Throughout the Bulgarian saga the diplomatic machinery of the Maltese Islands remained idle. Hardly any prominence was given to this heated controversy which had been unfolding mere hundreds of kilometres south of our shores. This while six persons, five of them citizens of the European Union, were struggled over through all legal and diplomatic channels in order to spare them a fate of death by firing squad within the North African nation of Libya. Very little pressure, if any at all, came from the Maltese Islands and this, in the opinion of myself, would have been a tarnishing stain upon our name had the crisis not been resolved and the lives of the medics been lost.

There are undoubtedly a number of arguments that support Malta’s actions, or lack thereof, throughout the crisis. One could say that it was not the responsibility of the Maltese to enter into diplomatic haggling over individuals who were not Maltese citizens. After all, we are to be loyal to our own. One could also say that Malta was in no position to throw its weight around on the issue, placed hundreds of kilometres north of Libya’s shores and exposed as a military target. After all, it is unwise to talk the talk if one is unable to walk the walk, to bastardize some contemporary pop culture.

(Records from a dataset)

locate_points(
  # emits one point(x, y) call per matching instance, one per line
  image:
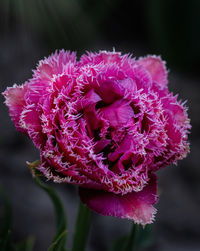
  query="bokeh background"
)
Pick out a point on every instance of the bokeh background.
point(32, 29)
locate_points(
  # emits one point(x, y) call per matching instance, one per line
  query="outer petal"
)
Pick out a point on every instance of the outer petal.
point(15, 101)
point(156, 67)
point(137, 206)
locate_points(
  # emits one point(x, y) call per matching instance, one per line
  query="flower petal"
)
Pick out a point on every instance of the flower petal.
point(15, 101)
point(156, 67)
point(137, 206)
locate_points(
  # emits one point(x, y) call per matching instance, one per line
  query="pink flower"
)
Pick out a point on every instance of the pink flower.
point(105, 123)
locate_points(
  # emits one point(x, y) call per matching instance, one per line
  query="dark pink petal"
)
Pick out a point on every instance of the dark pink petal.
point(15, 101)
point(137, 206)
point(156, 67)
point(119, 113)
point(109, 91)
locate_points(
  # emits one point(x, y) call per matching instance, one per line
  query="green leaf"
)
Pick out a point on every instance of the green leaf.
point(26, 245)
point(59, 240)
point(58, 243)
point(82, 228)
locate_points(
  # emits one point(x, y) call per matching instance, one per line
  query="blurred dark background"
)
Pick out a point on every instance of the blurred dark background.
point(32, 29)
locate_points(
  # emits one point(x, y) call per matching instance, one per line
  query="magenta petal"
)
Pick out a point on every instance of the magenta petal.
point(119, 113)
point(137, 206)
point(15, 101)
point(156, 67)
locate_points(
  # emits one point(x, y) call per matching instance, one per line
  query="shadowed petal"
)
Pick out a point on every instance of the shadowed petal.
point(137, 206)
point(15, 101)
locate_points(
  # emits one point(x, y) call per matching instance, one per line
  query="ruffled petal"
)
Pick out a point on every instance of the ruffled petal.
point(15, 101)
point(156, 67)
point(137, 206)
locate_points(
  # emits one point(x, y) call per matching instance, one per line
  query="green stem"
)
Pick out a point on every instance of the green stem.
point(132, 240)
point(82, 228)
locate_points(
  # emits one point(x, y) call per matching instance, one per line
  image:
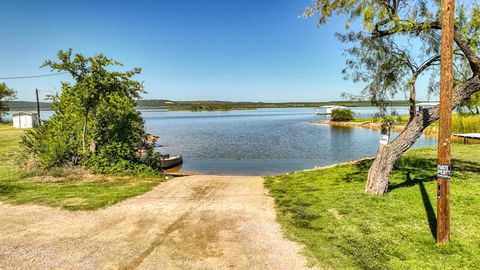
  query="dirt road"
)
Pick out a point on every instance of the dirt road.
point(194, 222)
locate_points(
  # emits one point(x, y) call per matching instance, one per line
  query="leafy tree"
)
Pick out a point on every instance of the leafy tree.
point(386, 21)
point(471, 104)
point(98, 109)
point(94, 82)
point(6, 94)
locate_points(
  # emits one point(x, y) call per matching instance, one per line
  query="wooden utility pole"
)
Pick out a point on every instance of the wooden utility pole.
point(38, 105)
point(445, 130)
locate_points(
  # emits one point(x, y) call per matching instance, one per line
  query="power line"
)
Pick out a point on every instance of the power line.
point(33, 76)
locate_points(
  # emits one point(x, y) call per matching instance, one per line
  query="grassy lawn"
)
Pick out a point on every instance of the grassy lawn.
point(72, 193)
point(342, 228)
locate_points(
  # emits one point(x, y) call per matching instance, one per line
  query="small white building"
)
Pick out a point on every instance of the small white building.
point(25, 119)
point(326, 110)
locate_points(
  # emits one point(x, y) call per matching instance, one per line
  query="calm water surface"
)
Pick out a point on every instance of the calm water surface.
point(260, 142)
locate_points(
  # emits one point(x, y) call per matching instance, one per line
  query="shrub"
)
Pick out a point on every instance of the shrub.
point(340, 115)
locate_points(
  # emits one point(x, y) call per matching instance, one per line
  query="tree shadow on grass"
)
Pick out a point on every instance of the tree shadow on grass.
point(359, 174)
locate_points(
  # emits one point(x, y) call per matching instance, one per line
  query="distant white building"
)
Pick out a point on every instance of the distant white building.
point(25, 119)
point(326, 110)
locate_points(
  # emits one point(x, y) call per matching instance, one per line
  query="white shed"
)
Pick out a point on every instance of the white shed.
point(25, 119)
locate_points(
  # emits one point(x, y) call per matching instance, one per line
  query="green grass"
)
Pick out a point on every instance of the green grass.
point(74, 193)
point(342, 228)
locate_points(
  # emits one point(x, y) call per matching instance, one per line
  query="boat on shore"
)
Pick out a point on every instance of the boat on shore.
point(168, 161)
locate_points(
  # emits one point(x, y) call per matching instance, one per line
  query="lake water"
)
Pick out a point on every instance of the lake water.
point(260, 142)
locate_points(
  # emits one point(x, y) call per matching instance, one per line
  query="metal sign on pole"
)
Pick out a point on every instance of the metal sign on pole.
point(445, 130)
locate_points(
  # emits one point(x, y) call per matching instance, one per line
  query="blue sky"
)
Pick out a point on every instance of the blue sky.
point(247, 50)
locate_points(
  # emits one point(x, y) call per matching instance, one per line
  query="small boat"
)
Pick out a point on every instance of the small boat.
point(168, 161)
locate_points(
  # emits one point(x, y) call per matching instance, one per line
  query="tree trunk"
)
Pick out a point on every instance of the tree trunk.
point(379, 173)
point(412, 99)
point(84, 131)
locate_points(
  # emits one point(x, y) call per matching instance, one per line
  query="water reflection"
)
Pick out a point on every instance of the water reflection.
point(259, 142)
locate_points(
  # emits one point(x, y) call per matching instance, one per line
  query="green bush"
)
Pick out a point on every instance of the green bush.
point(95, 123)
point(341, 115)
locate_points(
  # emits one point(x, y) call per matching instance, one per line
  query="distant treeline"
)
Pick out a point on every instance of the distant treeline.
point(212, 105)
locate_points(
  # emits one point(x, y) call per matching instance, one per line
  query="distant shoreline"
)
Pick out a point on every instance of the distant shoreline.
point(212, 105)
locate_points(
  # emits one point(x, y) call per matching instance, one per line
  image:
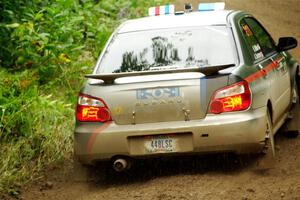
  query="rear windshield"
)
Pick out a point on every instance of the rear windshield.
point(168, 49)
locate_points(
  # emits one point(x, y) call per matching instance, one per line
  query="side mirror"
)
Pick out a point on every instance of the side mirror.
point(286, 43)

==

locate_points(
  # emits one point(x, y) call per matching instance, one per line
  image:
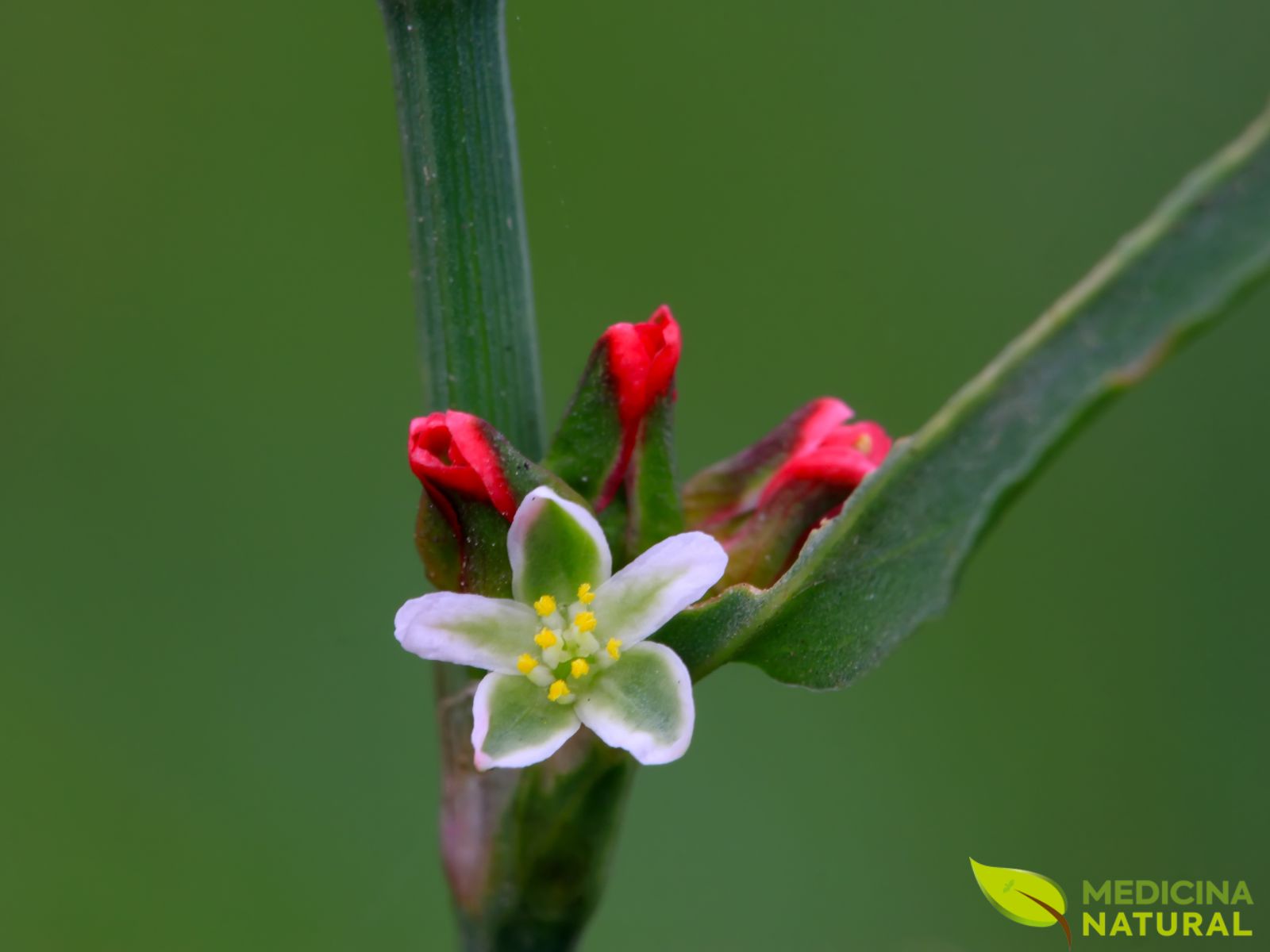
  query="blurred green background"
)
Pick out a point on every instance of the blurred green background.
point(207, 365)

* Exercise 1
In the passage on Malta and the Bulgarian saga, how many of the six persons were citizens of the European Union?
* Exercise 2
Using the passage on Malta and the Bulgarian saga, explain in one to three sentences why one could say Malta was in no position to throw its weight around on the issue.
* Exercise 3
Rename "Maltese Islands" as "Maltese archipelago" in the passage on Malta and the Bulgarian saga, rewriting it starting with "Throughout the Bulgarian" and going on through "medics been lost.".
These records have no connection to the text.

* Task result 1
Five of them were citizens of the European Union.

* Task result 2
Malta lies hundreds of kilometres north of Libya's shores and is exposed as a military target. As the passage puts it, it is unwise to talk the talk if one is unable to walk the walk.

* Task result 3
Throughout the Bulgarian saga the diplomatic machinery of the Maltese archipelago remained idle. Hardly any prominence was given to this heated controversy which had been unfolding mere hundreds of kilometres south of our shores. This while six persons, five of them citizens of the European Union, were struggled over through all legal and diplomatic channels in order to spare them a fate of death by firing squad within the North African nation of Libya. Very little pressure, if any at all, came from the Maltese archipelago and this, in the opinion of myself, would have been a tarnishing stain upon our name had the crisis not been resolved and the lives of the medics been lost.